* _PROVIDED MATERIAL_:
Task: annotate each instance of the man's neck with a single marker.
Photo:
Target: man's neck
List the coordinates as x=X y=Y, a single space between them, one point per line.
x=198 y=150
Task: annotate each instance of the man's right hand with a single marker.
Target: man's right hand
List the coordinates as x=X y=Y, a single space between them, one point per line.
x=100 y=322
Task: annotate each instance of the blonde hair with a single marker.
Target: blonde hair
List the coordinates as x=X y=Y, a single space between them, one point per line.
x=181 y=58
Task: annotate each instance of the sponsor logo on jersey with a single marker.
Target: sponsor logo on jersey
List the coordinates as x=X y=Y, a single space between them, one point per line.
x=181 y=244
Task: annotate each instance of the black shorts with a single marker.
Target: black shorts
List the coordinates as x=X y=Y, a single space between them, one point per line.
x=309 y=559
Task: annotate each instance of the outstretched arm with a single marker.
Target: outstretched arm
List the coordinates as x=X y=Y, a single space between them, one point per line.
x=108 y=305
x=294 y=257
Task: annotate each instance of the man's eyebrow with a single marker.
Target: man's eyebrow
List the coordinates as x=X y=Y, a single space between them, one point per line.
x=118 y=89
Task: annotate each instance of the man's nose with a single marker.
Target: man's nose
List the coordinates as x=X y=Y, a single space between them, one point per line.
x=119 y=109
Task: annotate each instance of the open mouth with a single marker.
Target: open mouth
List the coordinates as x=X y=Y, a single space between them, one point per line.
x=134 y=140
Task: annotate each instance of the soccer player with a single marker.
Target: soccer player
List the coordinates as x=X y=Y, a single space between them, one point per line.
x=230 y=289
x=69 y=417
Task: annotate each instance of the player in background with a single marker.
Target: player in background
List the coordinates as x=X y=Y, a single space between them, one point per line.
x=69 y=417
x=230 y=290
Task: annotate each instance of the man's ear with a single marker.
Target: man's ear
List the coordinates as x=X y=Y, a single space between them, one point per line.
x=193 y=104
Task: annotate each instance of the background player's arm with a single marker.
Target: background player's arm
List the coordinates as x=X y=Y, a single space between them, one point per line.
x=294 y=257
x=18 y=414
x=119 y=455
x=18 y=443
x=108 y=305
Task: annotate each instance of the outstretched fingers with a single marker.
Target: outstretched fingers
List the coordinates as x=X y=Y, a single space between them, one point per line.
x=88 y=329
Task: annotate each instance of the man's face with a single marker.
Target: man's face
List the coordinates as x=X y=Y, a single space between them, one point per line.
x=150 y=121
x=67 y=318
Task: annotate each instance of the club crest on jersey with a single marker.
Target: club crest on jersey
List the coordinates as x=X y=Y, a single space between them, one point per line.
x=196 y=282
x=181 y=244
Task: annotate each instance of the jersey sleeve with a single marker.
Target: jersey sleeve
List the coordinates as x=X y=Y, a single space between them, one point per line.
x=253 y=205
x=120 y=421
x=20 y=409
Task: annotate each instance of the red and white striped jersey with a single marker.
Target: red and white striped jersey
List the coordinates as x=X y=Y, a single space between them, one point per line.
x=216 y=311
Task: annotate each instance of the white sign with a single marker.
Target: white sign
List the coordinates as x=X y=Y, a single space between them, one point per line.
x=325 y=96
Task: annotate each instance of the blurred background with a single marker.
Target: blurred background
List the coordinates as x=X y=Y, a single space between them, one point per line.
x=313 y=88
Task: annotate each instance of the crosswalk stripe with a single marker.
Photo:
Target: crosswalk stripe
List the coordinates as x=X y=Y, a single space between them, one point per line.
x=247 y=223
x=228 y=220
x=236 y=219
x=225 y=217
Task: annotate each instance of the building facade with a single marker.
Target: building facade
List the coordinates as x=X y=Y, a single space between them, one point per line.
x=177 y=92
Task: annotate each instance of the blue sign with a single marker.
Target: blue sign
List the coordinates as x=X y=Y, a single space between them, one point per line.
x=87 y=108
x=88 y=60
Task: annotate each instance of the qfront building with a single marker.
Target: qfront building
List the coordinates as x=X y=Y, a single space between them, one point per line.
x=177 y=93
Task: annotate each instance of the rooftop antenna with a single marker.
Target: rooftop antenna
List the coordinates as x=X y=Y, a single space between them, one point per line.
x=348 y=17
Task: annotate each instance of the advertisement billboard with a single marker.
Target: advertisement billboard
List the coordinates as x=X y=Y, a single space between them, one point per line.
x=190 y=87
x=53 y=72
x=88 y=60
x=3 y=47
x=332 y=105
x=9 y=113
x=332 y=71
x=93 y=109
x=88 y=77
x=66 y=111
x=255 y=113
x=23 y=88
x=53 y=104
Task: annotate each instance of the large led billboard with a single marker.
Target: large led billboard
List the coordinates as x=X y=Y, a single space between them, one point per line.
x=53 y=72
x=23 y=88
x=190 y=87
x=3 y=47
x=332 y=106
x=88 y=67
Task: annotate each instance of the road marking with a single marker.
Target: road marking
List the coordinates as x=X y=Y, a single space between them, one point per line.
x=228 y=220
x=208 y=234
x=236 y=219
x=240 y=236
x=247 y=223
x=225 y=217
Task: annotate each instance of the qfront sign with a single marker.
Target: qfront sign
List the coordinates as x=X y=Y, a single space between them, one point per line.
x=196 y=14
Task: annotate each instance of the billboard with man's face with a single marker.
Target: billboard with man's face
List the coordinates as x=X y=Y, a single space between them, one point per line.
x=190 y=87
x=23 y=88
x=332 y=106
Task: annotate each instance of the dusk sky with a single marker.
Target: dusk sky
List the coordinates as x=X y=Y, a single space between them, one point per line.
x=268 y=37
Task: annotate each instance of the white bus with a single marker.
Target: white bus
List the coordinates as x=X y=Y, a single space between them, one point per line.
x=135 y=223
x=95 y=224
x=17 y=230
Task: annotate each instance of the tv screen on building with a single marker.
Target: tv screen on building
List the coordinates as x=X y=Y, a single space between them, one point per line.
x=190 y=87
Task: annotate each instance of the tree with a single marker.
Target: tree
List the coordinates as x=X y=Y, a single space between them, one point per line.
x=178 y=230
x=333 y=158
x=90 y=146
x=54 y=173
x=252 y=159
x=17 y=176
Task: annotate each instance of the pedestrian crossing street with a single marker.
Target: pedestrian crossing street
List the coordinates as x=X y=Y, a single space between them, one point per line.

* _DIRECTIONS_:
Copy out all of the material above line by line, without changing any character or the order of the lines.

* _FINAL ANSWER_:
Task: annotate each instance of the man's neck with a single marker.
Photo:
Target: man's neck
List the coordinates as x=X y=Y, a single space between them, one point per line.
x=198 y=150
Task: annotate each instance of the man's right hand with a single marker.
Target: man's right hand
List the coordinates as x=X y=Y, a single space between them, one point per line.
x=100 y=322
Task: annotate each instance of the blonde hair with a single marker.
Target: blonde hair
List the coordinates as x=X y=Y, a single space between them, one point per line.
x=181 y=58
Task: annotate each instance of the sponsor logo on jersey with a single marker.
Target: sponsor logo on jersey
List the coordinates as x=X y=Y, a single space between them, one point per line.
x=181 y=244
Task: annotate each instance of the black shorts with a single marker.
Target: black shorts
List the coordinates as x=X y=Y, a single space between them, one point per line.
x=309 y=559
Task: annotate each instance of the outstretched arm with a single marker.
Target: outstretched arm
List the coordinates as x=X y=Y, a single space between them, one point per line.
x=108 y=305
x=294 y=257
Task: annotate each instance of the man's eyebrow with a single marker.
Target: man's eyebrow
List the coordinates as x=X y=Y, a single space between them, one point per line.
x=118 y=89
Task: annotate each instance of the man's nose with a single marker.
Target: man's nose
List the coordinates as x=X y=Y, a single space between them, one point per line.
x=119 y=109
Task: annotate each instance of the open mouth with a single marker.
Target: open mouth
List the coordinates as x=X y=Y, a single space between them, one point per line.
x=134 y=140
Task: annotate each instance of the soccer player with a single marker.
Target: soccer player
List the coordinates as x=X y=Y, a single space between them, one point per line.
x=230 y=289
x=69 y=417
Task: annotate each instance of the player in background with a single marker.
Target: player in background
List the coordinates as x=X y=Y, a single space between them, one point per line.
x=69 y=417
x=230 y=290
Task: annotate each instance of the man's ear with a single marker.
Target: man's ear
List the coordinates as x=X y=Y, a single space between them, one point per line.
x=193 y=104
Task: annotate each instance of the background player's arm with a single marker.
Target: background player's arm
List the coordinates as x=X y=Y, a single space between them, one point per line.
x=294 y=257
x=18 y=414
x=119 y=455
x=18 y=443
x=108 y=305
Task: annotate each instance of the outstretched fingers with a single marker.
Target: outstretched fingers
List the coordinates as x=X y=Y, a single space between them, one point per line.
x=88 y=329
Task: annotate each instance of the man's face with a single marker.
Target: man's face
List the coordinates as x=X y=Y, a single space between them, one point per line.
x=150 y=121
x=67 y=318
Task: annotate each instance of the club crest on jersey with a single marker.
Target: club crest on jersey
List the coordinates as x=X y=Y, a single space between them, one point per line.
x=196 y=282
x=181 y=244
Task: annotate each instance of the jersey sleeve with a single marker.
Target: jersey sleeve
List the coordinates as x=X y=Y, a single space between them, one point per line.
x=253 y=205
x=120 y=421
x=20 y=409
Task: annotate each instance of the red and white striped jersey with a single marker.
Target: red and white striped jersey
List the coordinates as x=X y=Y, a single space between them, one point per line.
x=216 y=311
Task: annotate each instance of the white sign with a single marker.
Target: white sign
List the coordinates as x=X y=Y, a single space between them, one point per line.
x=325 y=96
Task: annotate each instance of the blurred background with a single marker.
Target: blurred background
List the coordinates as x=X y=Y, a single space between them, one point per line.
x=313 y=88
Task: annotate each instance of the crosswalk stripe with a single marker.
Photo:
Target: crosswalk stripe
List the coordinates as x=X y=Y, a single space between them, one point per line.
x=247 y=223
x=228 y=220
x=236 y=219
x=225 y=217
Task: annotate each instance of the building facade with a single marker.
Target: building facade
List the coordinates as x=X y=Y, a single space between them, one point per line.
x=177 y=92
Task: annotate each instance of the blue sign with a single marker.
Target: blue sign
List the coordinates as x=X y=Y, a single space between them, one point per line.
x=87 y=108
x=88 y=60
Task: annotate each instance of the qfront building with a single marker.
Target: qfront building
List the coordinates as x=X y=Y, a single space between them, one point per line.
x=177 y=93
Task: annotate each instance of the rooftop antenna with a single marker.
Target: rooftop antenna
List the coordinates as x=X y=Y, a single space between them, one point per line.
x=348 y=17
Task: annotate each instance of the advertisement billboard with a single marker.
Target: advertisement billboard
List the coordinates as x=X y=Y, a single space between them, one point per line.
x=190 y=87
x=53 y=72
x=88 y=60
x=3 y=47
x=332 y=105
x=9 y=113
x=332 y=71
x=93 y=109
x=88 y=77
x=66 y=111
x=255 y=113
x=23 y=88
x=53 y=104
Task: annotate each instance of the large led billboard with a single marker.
Target: large led billboard
List the coordinates as x=X y=Y, a single space between them, one point per line.
x=53 y=72
x=23 y=88
x=190 y=87
x=3 y=47
x=332 y=106
x=88 y=67
Task: annotate each instance of the road marking with a single marker.
Target: road marking
List the coordinates as x=X y=Y, a single space between them, one point per line.
x=228 y=220
x=208 y=234
x=236 y=219
x=240 y=236
x=247 y=223
x=225 y=217
Task: annotate each instance of the qfront sign with a single marker.
Target: qfront sign
List the coordinates as x=X y=Y, a single space between them, one point per line.
x=196 y=14
Task: annotate each instance of the billboard with man's face with a single marker.
Target: billboard with man's face
List the coordinates as x=X y=Y, a single space between them, one point per line.
x=190 y=87
x=23 y=88
x=332 y=106
Task: annotate each instance of the dusk sky with a single marker.
Target: dusk sky
List the coordinates as x=X y=Y, a single space between them, one point per line.
x=268 y=37
Task: annotate each instance of the white bus with a single marker.
Target: white bus
List the coordinates as x=X y=Y, a single space between them, one point per line.
x=135 y=223
x=95 y=224
x=17 y=230
Task: annotate each instance of the tv screen on building with a single marker.
Target: tv screen on building
List the coordinates as x=X y=Y, a single space between them, one point per line.
x=190 y=87
Task: annotate each instance of the tree with a single marker.
Target: tree
List the coordinates as x=X y=Y, a single space between them, one point per line.
x=178 y=230
x=333 y=158
x=90 y=146
x=54 y=173
x=252 y=159
x=17 y=176
Task: annotate each instance of the pedestrian crossing street with a single marker.
Target: pedestrian crossing street
List the coordinates as x=X y=Y, a single space between them, one point per line.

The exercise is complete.